Problem set:
**a)** In the Ekaterina Walter introduction below, repeat word for word the passage starting at "Ekaterina Walter is" and ending at "officially releases today.".
**b)** Turn the paragraph of the Ekaterina Walter introduction that begins "Ekaterina Walter is a social innovator" into a short bulleted list that keeps its main facts.
**c)** Name every publication that the Ekaterina Walter introduction says she contributes to or has been featured in.

Given passage:

Ekaterina Walter is a social innovator at Intel. A recognized business and marketing thought leader , she is a speaker and a regular contributor to Mashable, Fast Company, Huffington Post, and other leading-edge print and online publications. Walter has been featured in Forbes and BusinessReviewUSA and was named among 25 Women Who Rock Social Media in 2012. She sits on a Board of Directors of Word of Mouth Marketing Association (WOMMA) and is an active member of the Thunderbird Global Council at Thunderbird School of Global Management. Her new book “Think Like Zuck: The Five Business Secrets of Facebook’s Improbably Brilliant CEO Mark Zuckerberg” officially releases today.
Or at least that’s the way the official bio runs. After tweeting with her over a period of weeks and then a long conversation via Skype, I can say she’s every bit as knowledgeable as the bio implies. Ekaterina is also a very vibrant, energetic, and passionate woman who is extremely approachable. She is the kind of person you will make friends with quickly and keep as a friend for a very long time.
But enough personal insight into the author, what we really want to do is learn more about how to “Think Like Zuck.”
SEJ: Who was the audience you had in mind while you were writing “Think Like Zuck?”

Information provided:
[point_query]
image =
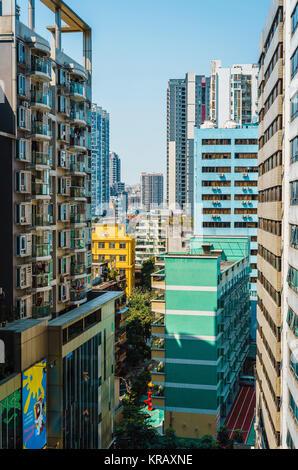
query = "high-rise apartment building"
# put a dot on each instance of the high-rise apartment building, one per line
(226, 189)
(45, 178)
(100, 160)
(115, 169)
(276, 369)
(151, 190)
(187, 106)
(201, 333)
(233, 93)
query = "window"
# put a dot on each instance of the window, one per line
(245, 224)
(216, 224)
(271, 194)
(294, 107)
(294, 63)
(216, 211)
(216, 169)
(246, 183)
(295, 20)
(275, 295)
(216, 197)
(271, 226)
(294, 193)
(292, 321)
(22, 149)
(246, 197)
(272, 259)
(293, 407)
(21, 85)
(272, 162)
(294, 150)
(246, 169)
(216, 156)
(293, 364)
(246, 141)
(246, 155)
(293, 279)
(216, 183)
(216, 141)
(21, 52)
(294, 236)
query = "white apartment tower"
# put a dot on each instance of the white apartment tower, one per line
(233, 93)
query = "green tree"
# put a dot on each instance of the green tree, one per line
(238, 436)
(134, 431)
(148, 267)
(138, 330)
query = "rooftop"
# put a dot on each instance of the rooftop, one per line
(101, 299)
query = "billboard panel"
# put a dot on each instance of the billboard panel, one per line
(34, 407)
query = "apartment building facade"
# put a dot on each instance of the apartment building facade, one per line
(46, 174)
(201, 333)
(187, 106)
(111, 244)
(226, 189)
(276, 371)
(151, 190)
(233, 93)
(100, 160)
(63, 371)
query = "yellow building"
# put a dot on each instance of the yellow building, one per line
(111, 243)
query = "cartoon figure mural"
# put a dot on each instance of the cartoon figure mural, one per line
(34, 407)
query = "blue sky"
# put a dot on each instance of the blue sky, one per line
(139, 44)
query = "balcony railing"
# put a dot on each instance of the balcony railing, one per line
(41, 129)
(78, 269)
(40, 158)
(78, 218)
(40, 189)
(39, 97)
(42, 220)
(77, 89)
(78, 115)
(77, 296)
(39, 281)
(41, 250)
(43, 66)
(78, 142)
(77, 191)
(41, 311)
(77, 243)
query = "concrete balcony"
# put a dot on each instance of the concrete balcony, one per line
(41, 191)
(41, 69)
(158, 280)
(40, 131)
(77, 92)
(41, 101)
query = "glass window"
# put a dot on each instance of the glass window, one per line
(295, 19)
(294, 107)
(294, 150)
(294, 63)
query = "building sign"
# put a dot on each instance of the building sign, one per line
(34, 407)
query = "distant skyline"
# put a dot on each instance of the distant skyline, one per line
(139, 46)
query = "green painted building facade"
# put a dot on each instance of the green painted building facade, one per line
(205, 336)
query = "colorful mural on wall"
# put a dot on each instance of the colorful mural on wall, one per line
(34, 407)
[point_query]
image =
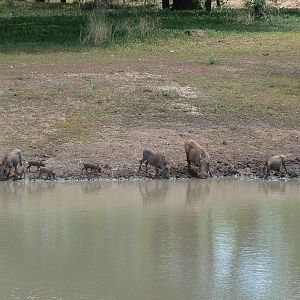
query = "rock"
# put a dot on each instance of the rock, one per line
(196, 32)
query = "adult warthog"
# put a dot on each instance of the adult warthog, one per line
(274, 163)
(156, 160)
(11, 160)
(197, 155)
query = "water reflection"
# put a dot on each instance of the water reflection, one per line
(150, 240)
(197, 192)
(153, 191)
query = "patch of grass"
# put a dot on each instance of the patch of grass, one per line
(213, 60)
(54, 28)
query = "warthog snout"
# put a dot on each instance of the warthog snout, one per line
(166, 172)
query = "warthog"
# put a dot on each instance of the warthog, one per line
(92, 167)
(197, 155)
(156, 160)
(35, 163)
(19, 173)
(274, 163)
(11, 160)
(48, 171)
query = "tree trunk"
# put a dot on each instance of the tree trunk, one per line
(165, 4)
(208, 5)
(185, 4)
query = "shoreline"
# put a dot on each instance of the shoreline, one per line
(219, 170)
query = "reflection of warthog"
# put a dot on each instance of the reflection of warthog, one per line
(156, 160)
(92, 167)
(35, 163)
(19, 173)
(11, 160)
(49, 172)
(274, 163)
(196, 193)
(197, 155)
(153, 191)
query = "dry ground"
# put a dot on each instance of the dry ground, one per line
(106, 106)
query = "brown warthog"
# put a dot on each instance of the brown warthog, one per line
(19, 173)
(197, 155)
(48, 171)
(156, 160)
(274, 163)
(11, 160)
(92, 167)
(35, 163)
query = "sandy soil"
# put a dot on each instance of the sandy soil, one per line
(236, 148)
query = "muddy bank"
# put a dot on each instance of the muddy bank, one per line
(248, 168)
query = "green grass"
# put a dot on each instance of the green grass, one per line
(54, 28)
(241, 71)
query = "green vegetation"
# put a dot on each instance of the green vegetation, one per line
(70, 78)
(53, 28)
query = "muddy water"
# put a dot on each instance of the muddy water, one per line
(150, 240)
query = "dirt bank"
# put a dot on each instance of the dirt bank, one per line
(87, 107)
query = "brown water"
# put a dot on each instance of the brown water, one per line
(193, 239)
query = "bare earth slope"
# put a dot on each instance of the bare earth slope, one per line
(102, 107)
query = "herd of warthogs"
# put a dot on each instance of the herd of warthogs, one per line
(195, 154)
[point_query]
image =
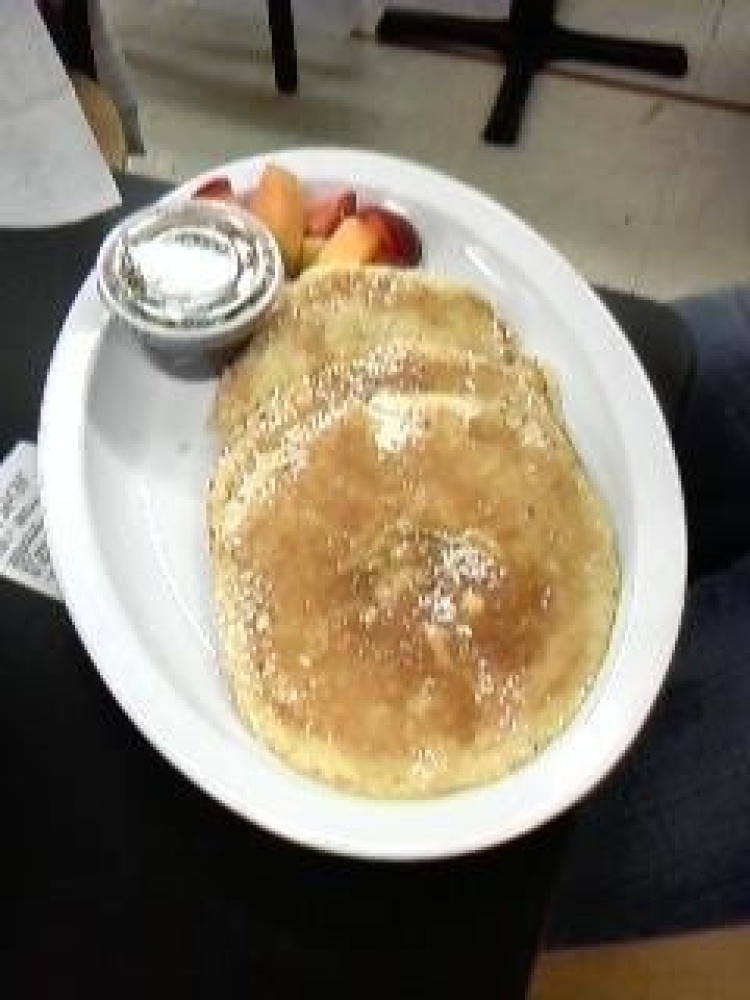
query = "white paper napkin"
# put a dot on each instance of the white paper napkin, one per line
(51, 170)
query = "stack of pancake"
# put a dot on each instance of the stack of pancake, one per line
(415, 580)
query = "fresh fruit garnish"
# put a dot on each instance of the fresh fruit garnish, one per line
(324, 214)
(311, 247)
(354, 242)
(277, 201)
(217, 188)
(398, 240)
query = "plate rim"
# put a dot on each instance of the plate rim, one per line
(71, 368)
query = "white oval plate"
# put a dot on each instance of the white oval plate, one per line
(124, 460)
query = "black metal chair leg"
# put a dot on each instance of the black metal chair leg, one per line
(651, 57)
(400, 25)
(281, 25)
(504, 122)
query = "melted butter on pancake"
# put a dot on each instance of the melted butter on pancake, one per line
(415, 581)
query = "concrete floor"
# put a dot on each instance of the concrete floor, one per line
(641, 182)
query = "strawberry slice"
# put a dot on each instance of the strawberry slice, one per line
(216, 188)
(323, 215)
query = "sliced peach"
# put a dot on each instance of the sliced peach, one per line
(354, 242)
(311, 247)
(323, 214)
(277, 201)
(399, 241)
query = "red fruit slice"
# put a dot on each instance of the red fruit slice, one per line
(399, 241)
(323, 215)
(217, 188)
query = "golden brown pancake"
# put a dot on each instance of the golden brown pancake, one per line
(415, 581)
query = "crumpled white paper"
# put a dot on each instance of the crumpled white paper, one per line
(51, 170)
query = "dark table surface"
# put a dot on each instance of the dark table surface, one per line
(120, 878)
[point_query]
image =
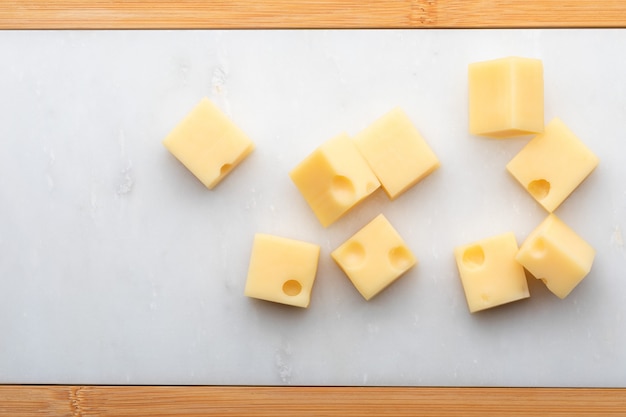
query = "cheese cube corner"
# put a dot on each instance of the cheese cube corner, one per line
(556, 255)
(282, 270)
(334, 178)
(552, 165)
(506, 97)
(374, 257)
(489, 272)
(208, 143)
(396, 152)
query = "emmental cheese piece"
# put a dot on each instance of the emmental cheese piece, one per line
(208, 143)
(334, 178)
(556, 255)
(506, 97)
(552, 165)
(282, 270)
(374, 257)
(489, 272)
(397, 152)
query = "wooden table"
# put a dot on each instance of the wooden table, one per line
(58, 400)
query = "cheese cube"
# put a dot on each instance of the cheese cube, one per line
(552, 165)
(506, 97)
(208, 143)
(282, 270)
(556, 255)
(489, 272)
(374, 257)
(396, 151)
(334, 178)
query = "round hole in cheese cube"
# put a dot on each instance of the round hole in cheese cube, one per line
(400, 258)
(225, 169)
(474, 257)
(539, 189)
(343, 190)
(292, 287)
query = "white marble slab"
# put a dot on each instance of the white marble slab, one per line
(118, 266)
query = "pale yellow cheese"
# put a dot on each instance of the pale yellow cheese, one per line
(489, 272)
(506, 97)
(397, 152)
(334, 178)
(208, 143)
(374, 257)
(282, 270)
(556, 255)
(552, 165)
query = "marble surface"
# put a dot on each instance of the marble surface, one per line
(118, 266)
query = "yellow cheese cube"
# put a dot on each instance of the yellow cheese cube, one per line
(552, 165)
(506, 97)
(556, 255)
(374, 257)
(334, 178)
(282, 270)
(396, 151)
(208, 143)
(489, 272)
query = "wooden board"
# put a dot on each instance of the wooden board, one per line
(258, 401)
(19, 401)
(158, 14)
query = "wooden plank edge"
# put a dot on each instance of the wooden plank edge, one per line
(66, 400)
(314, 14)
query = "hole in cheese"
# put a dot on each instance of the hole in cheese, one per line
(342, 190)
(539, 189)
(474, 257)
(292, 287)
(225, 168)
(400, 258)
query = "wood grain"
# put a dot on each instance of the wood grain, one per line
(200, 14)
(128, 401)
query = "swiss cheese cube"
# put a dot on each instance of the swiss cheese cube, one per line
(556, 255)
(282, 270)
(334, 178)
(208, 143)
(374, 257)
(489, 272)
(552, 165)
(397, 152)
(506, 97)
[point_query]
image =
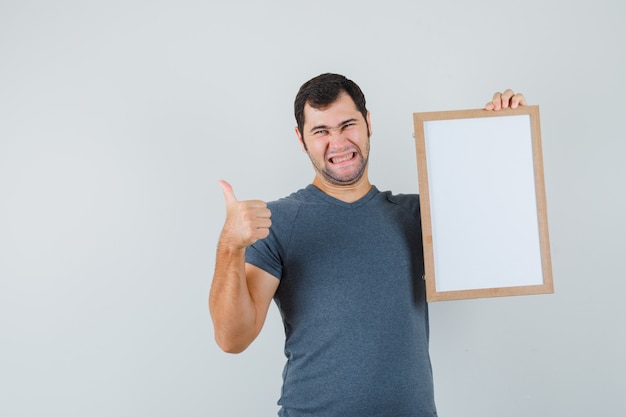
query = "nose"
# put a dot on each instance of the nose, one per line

Answers to the tasks:
**a)**
Ekaterina Walter is a social innovator at Intel. A recognized business and marketing thought leader , she is a speaker and a regular contributor to Mashable, Fast Company, Huffington Post, and other leading-edge print and online publications. Walter has been featured in Forbes and BusinessReviewUSA and was named among 25 Women Who Rock Social Media in 2012. She sits on a Board of Directors of Word of Mouth Marketing Association (WOMMA) and is an active member of the Thunderbird Global Council at Thunderbird School of Global Management. Her new book “Think Like Zuck: The Five Business Secrets of Facebook’s Improbably Brilliant CEO Mark Zuckerberg” officially releases today.

**b)**
- Social innovator at Intel and recognized business and marketing thought leader
- Speaker and regular contributor to Mashable, Fast Company, Huffington Post and other publications
- Featured in Forbes and BusinessReviewUSA; named among 25 Women Who Rock Social Media in 2012
- Sits on a Board of Directors of the Word of Mouth Marketing Association (WOMMA)
- Active member of the Thunderbird Global Council at Thunderbird School of Global Management
- New book, "Think Like Zuck: The Five Business Secrets of Facebook's Improbably Brilliant CEO Mark Zuckerberg," officially releases today

**c)**
Mashable
Fast Company
Huffington Post
Forbes
BusinessReviewUSA